### TO DO
Continue the passage below about the artist Gilbert "Magú" Luján from the point where it stops.

### SOURCE
##########

I could cite innumerable examples of how Magú’s art touched people, but here I will simply mention one public art commission he created for the City of Los Angeles. Some 200 of his hand-painted ceramic tiles are set into the wall at L.A.’s Metro Rail Red Line station at Hollywood & Vine, an underground train depot that services tens of thousands of people on a daily basis. Magú’s fanciful drawings on tile feature anthropomorphized animal Lowriders cruising past Aztec temples on Hollywood Boulevard, pre-Columbian speech scrolls float from their mouths as they motor through a Southern California scene decorated with all manner of Mesoamerican symbols and references. For Chicanos, the art of Mesoamerica in general and the art of the Aztecs in particular, stands as a root aesthetic – this cannot be overstated, and it must be taken into account when considering the fanciful art of Gilbert “Magú” Luján.

It pleases me greatly to know that untold millions of people will view Magú’s Metro artworks for as long as the rail-line is in existence. If for no other reason he should be known for that particular installation, and the city is blessed to have it.

 Magú's cover art for Con Safos Magazine - Volume 2, Number 7, winter of 1971.

Magú's cover art for Con Safos Magazine - Volume 2, Number 7, winter of 1971.

##########

### DATA EXTRACT
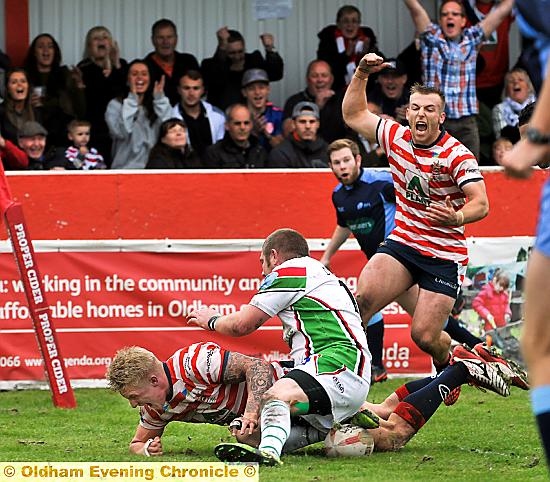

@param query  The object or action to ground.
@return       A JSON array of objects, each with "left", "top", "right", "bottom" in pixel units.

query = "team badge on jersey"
[
  {"left": 405, "top": 170, "right": 430, "bottom": 206},
  {"left": 260, "top": 271, "right": 278, "bottom": 291}
]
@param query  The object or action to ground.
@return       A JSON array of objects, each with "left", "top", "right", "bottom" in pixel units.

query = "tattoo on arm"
[{"left": 223, "top": 352, "right": 273, "bottom": 414}]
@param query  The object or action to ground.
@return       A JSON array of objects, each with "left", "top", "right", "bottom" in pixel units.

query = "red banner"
[{"left": 0, "top": 251, "right": 431, "bottom": 380}]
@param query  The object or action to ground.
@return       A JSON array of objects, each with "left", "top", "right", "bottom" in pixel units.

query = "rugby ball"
[{"left": 325, "top": 424, "right": 374, "bottom": 457}]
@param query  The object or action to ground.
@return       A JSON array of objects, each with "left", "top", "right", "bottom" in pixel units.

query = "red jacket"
[{"left": 472, "top": 282, "right": 512, "bottom": 331}]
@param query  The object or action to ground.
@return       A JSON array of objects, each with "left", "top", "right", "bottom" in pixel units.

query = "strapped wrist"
[{"left": 456, "top": 211, "right": 464, "bottom": 226}]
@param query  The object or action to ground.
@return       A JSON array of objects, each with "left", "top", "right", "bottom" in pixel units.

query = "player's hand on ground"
[
  {"left": 143, "top": 436, "right": 162, "bottom": 457},
  {"left": 426, "top": 196, "right": 460, "bottom": 226},
  {"left": 186, "top": 306, "right": 219, "bottom": 330}
]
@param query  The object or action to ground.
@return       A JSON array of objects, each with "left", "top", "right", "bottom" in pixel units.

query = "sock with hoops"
[
  {"left": 258, "top": 400, "right": 290, "bottom": 457},
  {"left": 395, "top": 363, "right": 468, "bottom": 430},
  {"left": 395, "top": 377, "right": 440, "bottom": 402},
  {"left": 531, "top": 385, "right": 550, "bottom": 466}
]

##########

### ANSWER TO THE TASK
One of his earliest marks as a public artist was made as a student when he contributed artworks to Con Safos Magazine, an influential underground 1960’s publication in L.A. that became a voice of el movimiento, the burgeoning Mexican-American cultural and political movement. Con Safos is Chicano slang (or Calo), for “the same to you” or “back at you”. Decades before “graffiti art” became just another hot commodity in the art market, Chicano graffiti writers would sign their creations with “C/S” (short for con safos), basically stating “I am impervious to your insults”. It was that defiant spirit that filled the pages of the original Con Safos Magazine.

The winter 1971 edition of Con Safos (available here in .pdf format), published a drawing by Magú as its cover - an illustration for the publication’s serialized presentation of The Autobiography of a Brown Buffalo, a biographical story by Chicano lawyer, Oscar Zeta Acosta. The issue also included a reprinted article from the Los Angeles Times, Mexican American’s Problems With The Legal System Viewed, authored by Times reporter Ruben Salazar, who had recently been killed by the L.A. Sheriff’s Department during their attacks on the National Chicano Moratorium March against the Vietnam war in East L.A. on August 29, 1970. The issue also published Magú’s essay, El Arte del Chicano (Art of the Chicano), which in part stated:

“There are some who would say that the Chicano experience is lacking in those elements that lend themselves to universal artistic expressions. This is a narrow and shortsighted view. One only has to examine the barrio to see that the elements to choose from are as infinite as any culture allows.”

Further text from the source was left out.